### [WHAT IS BEING ASKED]
Emit the line that holds "Exercise. Mark every instance of the green" and all lines following it through the end of the data, verbatim, and nothing else.

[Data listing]
☆ ☆ ☆

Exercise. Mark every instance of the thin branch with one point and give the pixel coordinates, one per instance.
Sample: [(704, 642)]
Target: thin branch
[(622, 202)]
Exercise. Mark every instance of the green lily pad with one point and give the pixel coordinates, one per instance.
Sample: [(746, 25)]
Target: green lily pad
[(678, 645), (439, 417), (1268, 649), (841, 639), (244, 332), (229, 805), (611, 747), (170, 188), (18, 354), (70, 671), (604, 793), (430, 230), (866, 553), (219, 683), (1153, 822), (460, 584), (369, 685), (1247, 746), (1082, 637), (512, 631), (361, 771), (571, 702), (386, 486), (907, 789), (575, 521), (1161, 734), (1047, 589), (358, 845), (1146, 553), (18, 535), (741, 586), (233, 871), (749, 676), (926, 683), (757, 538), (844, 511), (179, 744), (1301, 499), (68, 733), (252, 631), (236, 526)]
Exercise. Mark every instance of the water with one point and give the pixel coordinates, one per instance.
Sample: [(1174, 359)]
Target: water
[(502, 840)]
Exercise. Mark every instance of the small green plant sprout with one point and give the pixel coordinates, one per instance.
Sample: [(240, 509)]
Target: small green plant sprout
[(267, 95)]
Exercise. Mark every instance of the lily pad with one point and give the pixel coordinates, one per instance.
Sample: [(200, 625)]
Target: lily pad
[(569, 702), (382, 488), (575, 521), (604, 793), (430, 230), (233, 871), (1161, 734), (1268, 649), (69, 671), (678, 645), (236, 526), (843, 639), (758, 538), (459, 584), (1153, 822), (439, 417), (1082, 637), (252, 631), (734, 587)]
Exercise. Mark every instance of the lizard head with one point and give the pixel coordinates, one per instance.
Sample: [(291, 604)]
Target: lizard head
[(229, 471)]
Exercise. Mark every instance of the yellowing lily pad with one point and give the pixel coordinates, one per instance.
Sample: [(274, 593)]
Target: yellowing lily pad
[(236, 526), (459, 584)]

☆ ☆ ☆

### [FULL RESPONSE]
Exercise. Mark every instance of the green lily pad with one point and give the pixel coordinates, one per instance.
Sample: [(746, 25)]
Target: green lily pad
[(678, 645), (439, 417), (1268, 649), (841, 639), (244, 332), (229, 805), (611, 747), (170, 188), (18, 354), (70, 671), (604, 793), (430, 230), (866, 553), (219, 683), (1153, 822), (460, 584), (369, 685), (1247, 746), (1082, 637), (512, 631), (361, 771), (571, 702), (386, 486), (907, 789), (575, 521), (1161, 734), (1047, 589), (358, 845), (1146, 553), (18, 535), (741, 586), (233, 871), (749, 676), (926, 683), (757, 538), (844, 511), (179, 744), (1301, 499), (68, 733), (252, 631), (236, 526)]
Exercise. Mark every instance of the water with one point and give the pixel coordinates, one per instance.
Sample: [(1174, 359)]
Target: water
[(502, 840)]
Exercise. Mark every instance of the small green plant sprout with one point and give the pixel coordinates, one per instance.
Sample: [(240, 509)]
Target: small green plant sprout
[(267, 95)]
Exercise. Mark every instance of the lily pad with one point and give the pixel coordinates, one per instance.
Sample: [(200, 625)]
Target: lily pad
[(569, 702), (382, 488), (575, 521), (604, 793), (430, 230), (233, 871), (1161, 734), (1268, 649), (69, 671), (678, 645), (236, 526), (843, 639), (758, 538), (459, 584), (1153, 822), (439, 417), (1082, 637), (252, 631), (734, 587)]
Exercise. Mark every instance of the lizard head with one point and give the pixel coordinates, one per instance.
Sample: [(291, 604)]
Target: lizard head
[(229, 471)]
Exercise. Mark every instance of the yellowing lily pad with one point and give the pixel coordinates, one per instance.
Sample: [(274, 593)]
Target: yellowing lily pad
[(236, 526), (459, 584)]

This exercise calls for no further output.